**SOURCE EXCERPT:**
Join the larger community of writers and artists, including our own Schirber!
Madeline Schirber's class for children's book illustrating:
Also: PENN CREATIVE WRITING PROGRAM READINGS (April 19-April 27) at Carriage House and the Penn Book Center
• Wednesday, April 19 | 6-7:30pm | Carriage House, 3907 Spruce Street
WE ARE CONSTANTLY JOURNEYS IN PROGRESS
A reading featuring EDWIN TORRES’ English 119 students
Tochukwu Awachie, Anastasia Hutnick & Linshia Luan, with special guests.
Come hear students in Edwin Torres’ Writing in Performance class present work from across the semester. This class has explored the way our physical bodies travel through language to incorporate our senses, to move through the tools we need for deeper connections to our internal/external voices, to shake the journey. Please join us! We’ve invited special guests to read with us - and refreshments will be served.
• Monday, April 24 | 3pm | Carriage House, 3907 Spruce Street
SCENE, SCENE, AND MORE SCENE: A FICTION READING
Featuring CARMEN MARIA MACHADO'S English 112 students
Come hear readings by the students in Carmen Maria Machado's Fiction Writing Workshop, who will present excerpts of their work from the semester. This class has been exploring storytelling in a multitude of genres and forms, reading from everyone from H.P. Lovecraft to Lucia Berlin. Will they use horror to terrify the audience, realism to make them weep, or fantasy to transport them? Only one way to find out.
• Tuesday, April 25 | 1:30pm | Carriage House, 3907 Spruce Street
LIONS, IGUANAS, AND DEER! OH MY!

**Lines of data:**
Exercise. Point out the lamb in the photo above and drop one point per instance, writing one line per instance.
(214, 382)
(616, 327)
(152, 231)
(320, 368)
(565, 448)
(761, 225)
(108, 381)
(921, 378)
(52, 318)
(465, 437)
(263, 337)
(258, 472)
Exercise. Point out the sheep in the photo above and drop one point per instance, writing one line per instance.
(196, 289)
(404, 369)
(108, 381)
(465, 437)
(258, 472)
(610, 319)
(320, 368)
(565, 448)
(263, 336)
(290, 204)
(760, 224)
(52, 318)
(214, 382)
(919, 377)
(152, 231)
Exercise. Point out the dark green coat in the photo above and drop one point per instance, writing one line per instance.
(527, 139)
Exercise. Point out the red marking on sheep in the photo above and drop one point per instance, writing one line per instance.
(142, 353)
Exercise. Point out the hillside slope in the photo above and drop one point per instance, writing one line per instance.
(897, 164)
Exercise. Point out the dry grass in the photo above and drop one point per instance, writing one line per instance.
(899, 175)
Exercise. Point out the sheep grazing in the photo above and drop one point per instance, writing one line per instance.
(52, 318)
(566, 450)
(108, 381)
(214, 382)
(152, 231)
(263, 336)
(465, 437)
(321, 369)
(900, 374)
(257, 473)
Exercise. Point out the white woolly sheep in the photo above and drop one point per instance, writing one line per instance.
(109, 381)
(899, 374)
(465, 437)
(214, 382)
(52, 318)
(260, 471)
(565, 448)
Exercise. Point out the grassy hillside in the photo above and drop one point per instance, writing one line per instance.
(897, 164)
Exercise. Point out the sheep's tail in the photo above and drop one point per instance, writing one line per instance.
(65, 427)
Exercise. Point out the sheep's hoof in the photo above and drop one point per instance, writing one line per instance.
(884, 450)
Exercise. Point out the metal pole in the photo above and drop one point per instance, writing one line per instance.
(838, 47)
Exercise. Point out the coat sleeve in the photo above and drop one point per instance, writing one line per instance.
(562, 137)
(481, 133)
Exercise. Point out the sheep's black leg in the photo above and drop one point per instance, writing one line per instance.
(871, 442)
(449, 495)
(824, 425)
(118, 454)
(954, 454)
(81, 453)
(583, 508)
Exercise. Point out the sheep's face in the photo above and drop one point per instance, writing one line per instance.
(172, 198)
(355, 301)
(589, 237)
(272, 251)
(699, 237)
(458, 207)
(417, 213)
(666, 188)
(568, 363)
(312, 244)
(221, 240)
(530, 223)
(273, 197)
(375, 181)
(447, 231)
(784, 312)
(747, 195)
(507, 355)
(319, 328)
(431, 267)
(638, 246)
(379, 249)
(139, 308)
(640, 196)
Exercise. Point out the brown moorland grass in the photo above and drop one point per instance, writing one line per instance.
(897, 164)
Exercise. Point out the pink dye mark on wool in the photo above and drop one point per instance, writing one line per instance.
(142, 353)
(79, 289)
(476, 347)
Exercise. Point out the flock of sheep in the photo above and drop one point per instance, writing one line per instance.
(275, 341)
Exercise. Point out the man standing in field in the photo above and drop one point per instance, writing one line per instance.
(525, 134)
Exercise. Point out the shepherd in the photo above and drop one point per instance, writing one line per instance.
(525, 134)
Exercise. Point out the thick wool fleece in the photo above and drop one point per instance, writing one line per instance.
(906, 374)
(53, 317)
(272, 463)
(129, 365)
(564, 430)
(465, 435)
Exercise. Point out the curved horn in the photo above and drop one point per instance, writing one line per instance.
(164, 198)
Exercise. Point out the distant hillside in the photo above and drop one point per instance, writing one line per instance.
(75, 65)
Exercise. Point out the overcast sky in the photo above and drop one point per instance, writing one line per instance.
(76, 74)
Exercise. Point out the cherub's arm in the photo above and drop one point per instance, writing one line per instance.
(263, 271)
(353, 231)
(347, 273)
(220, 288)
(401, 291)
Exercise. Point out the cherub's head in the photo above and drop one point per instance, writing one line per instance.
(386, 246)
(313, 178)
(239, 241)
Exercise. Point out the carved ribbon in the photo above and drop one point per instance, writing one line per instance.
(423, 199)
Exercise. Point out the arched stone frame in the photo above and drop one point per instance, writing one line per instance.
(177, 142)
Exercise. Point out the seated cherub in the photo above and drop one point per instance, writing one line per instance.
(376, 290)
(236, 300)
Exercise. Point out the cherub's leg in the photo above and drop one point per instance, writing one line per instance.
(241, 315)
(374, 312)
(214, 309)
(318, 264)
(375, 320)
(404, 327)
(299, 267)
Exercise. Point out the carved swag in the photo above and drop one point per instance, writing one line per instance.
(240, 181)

**WHAT THIS EXERCISE ASKS:**
**a.** According to the Penn reading series announcement, whose students read at the Monday, April 24 event?
**b.** Pick up the Penn reading series announcement after its final heading, "LIONS, IGUANAS, AND DEER! OH MY!", and continue it.
This listing has nothing to do with the work here.

**RESPONSES TO THE EXERCISE:**
**a.** Carmen Maria Machado's English 112 students, from her Fiction Writing Workshop.

**b.**
Featuring the student writers of ANNA MARIA HONG'S ENGLISH 010: CREATIVE WRITING: ANIMAL TALES
Come hear the students from Animal Tales read original fables, true-life tales, speculative fiction, allegories, and odes to beloved creatures great and small.
• Tuesday, April 25 | 1:30pm | Penn Book Center, 130 South 34th Street (between Walnut and Sansom)
MAGIC, MONSTERS, AND MACHINES: A SPECULATIVE FICTION READING
Featuring CARMEN MARIA MACHADO'S English 144 students
Come hear readings by the students in Carmen Maria Machado's Speculative Fiction Writing Workshop, who will present excerpts of their work from the semester. This class has been exploring their obsessions and fears through the lenses of genre, form, and language. If it creeps, beeps, or divulges prophecy, it’s fair game—nothing is off-limits.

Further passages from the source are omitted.